What this task involves — Reproduce the lines below, starting at the first one and ending at the one that contains "[1,2,640,370]", with "bounding box" replaced by "enclosing rectangle" and nothing else changed.
++++ Material to process
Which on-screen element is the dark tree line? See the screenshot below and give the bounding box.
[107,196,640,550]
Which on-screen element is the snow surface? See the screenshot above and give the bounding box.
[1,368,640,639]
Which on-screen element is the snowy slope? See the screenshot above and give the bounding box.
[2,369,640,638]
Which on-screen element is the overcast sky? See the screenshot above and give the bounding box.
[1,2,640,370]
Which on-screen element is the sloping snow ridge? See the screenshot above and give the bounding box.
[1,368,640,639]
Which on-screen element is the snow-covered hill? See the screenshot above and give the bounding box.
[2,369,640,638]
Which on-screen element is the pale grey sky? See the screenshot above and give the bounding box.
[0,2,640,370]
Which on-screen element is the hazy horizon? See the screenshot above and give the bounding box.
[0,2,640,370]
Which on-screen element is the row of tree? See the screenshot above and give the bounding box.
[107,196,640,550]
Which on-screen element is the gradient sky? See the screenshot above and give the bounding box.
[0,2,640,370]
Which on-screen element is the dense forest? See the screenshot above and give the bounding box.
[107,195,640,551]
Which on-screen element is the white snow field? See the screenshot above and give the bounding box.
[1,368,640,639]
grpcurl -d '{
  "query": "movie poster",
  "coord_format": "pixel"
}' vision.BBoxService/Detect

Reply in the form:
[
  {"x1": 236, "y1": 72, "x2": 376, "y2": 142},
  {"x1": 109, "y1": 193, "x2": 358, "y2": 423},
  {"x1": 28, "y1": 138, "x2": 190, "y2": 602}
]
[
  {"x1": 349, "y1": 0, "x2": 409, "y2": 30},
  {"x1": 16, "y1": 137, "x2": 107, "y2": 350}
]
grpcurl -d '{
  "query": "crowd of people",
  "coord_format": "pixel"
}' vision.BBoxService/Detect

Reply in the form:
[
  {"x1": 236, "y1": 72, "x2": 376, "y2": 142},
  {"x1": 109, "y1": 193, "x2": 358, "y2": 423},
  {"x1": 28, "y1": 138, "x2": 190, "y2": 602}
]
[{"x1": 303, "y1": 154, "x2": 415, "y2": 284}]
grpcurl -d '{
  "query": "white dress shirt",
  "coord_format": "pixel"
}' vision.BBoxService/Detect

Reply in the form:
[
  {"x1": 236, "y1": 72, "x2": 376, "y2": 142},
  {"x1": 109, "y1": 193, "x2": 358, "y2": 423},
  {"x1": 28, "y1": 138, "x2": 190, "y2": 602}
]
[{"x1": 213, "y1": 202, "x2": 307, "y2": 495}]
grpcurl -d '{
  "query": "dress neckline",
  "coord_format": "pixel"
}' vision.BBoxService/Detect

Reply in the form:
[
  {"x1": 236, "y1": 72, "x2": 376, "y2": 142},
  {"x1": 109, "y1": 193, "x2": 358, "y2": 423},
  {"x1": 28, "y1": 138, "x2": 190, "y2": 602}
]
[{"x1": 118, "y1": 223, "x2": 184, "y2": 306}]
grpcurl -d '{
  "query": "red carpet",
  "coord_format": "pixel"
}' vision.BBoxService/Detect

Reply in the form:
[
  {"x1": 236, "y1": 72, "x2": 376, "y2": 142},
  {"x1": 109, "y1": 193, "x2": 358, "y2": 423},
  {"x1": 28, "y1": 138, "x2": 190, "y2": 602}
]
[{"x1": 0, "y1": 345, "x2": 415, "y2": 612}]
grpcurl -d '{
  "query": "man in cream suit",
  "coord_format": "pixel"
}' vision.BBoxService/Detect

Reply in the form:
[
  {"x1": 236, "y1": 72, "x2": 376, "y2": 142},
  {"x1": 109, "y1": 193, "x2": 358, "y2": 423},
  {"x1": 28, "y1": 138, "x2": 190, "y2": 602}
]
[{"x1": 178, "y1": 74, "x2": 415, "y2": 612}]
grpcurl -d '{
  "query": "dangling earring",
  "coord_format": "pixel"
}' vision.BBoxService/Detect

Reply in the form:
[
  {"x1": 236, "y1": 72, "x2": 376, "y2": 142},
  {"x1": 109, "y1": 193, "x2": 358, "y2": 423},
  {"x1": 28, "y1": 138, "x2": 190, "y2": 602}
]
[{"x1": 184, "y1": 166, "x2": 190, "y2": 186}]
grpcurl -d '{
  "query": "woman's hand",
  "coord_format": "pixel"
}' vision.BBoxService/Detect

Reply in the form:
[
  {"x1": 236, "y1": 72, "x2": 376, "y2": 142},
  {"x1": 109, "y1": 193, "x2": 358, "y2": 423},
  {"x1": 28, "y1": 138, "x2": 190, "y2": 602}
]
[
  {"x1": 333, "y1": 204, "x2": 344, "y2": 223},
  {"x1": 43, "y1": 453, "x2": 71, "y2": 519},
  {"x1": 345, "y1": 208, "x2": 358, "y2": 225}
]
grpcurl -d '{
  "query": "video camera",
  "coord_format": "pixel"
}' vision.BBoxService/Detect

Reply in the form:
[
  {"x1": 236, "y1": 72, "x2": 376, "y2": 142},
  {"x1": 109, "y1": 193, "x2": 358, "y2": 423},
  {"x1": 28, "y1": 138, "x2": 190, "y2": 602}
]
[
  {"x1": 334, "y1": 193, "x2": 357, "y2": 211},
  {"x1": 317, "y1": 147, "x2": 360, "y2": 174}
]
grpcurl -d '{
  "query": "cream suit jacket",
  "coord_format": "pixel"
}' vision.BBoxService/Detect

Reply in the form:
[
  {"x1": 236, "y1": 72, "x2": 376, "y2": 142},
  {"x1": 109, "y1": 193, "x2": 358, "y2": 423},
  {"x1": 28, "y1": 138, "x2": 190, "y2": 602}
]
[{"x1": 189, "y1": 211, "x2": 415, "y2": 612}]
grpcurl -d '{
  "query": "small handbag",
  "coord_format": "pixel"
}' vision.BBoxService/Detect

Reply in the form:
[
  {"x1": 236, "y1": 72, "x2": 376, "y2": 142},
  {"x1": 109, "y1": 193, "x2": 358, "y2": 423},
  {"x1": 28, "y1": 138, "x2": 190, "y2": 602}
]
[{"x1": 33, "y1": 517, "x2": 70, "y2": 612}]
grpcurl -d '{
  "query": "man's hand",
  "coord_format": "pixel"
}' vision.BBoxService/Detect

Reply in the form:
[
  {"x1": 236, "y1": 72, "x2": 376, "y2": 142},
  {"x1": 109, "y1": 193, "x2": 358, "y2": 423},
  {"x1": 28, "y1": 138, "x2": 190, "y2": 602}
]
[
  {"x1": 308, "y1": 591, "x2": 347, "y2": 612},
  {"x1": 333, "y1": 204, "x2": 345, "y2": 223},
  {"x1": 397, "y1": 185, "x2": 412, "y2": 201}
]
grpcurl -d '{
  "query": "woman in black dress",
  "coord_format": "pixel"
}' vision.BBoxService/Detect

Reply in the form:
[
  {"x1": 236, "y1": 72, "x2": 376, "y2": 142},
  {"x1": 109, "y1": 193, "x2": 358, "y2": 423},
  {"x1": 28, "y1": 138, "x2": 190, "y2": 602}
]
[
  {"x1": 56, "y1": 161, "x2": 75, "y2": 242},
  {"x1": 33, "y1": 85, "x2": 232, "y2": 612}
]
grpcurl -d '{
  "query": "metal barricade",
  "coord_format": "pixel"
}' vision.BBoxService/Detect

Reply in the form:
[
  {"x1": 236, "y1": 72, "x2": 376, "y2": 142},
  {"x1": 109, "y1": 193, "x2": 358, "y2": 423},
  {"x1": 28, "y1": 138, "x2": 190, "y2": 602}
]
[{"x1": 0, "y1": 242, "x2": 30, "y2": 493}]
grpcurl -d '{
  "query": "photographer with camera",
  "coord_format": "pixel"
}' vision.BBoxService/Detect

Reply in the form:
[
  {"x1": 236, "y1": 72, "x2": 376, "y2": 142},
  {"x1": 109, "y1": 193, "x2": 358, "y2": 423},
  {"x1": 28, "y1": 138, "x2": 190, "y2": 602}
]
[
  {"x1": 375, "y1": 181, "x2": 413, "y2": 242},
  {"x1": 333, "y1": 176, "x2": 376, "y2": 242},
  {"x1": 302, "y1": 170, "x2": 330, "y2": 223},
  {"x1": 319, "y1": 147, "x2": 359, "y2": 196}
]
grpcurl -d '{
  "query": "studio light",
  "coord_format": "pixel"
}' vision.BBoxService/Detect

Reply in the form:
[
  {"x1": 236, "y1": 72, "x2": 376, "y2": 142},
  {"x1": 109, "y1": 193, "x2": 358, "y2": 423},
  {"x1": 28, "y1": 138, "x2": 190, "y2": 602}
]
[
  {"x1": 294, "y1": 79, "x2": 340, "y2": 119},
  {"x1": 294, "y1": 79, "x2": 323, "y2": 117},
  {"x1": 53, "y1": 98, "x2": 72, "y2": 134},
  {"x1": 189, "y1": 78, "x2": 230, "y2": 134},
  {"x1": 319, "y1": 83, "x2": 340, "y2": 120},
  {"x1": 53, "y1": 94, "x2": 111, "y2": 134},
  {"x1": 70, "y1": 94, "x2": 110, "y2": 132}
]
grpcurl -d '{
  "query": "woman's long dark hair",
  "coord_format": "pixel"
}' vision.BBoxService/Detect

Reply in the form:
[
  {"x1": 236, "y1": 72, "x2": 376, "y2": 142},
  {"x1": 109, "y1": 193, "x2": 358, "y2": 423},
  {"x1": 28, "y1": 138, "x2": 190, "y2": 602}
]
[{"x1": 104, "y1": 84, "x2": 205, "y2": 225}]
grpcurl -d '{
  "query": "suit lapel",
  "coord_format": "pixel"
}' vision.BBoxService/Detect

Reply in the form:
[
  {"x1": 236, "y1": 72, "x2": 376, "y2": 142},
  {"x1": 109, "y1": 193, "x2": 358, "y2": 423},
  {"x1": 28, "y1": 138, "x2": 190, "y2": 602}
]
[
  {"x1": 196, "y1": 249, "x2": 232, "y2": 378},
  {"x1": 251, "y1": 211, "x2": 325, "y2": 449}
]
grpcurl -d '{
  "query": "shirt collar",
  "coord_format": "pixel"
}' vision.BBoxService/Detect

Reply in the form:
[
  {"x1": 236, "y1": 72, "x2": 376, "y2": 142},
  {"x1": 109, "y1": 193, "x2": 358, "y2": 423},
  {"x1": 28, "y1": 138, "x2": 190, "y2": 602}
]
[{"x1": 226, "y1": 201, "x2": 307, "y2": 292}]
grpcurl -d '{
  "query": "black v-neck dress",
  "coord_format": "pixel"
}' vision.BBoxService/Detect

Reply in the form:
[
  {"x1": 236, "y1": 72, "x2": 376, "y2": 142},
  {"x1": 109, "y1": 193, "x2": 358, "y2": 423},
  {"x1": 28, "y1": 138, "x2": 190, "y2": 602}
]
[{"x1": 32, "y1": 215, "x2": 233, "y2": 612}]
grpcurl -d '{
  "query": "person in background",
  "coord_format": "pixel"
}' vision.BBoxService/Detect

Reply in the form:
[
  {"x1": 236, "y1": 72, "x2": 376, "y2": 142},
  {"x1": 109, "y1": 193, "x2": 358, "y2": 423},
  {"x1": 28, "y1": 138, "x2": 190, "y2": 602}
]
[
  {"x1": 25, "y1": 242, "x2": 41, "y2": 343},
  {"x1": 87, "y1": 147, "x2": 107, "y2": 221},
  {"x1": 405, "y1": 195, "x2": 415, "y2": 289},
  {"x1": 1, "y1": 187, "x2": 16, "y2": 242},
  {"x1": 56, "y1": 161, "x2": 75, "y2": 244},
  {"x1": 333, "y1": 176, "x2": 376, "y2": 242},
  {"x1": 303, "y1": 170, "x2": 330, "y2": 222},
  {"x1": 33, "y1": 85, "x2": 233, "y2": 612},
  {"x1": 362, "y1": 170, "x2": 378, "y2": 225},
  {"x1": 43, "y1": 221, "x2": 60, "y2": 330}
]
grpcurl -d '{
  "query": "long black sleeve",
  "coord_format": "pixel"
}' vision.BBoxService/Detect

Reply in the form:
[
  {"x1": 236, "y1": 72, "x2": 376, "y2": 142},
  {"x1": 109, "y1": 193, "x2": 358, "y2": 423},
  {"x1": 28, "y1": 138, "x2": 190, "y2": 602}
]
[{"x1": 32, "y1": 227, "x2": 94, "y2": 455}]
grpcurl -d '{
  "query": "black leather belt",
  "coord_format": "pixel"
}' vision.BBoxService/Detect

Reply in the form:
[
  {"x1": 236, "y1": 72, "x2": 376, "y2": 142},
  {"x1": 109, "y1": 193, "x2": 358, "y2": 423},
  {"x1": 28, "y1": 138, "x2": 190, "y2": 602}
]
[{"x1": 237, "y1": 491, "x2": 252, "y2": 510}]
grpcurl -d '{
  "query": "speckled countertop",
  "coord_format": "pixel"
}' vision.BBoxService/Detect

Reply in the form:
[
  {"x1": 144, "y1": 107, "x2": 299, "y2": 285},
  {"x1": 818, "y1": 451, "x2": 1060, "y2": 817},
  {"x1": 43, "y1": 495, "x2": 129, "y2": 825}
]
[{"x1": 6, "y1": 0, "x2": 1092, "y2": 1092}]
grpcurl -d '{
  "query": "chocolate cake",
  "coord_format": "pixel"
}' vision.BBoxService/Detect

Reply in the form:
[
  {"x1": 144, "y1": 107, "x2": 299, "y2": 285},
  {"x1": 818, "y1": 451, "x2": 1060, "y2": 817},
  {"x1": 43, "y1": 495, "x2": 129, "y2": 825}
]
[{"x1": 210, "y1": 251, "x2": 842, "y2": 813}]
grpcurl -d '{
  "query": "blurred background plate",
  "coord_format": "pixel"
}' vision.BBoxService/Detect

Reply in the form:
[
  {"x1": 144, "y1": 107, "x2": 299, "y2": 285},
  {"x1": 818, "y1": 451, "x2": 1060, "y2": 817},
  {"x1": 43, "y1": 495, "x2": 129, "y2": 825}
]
++++++++
Task response —
Which on-screen element is the dark tree line? See the screenshot below and give the enclosing rectangle.
[107,196,640,550]
Which on-screen element is the snow surface? See the screenshot above and give the enclosing rectangle.
[1,368,640,639]
Which on-screen element is the snowy slope? See the screenshot above and give the enclosing rectangle.
[2,369,640,638]
Which on-screen element is the overcast sky? See the screenshot above and give the enclosing rectangle.
[1,2,640,370]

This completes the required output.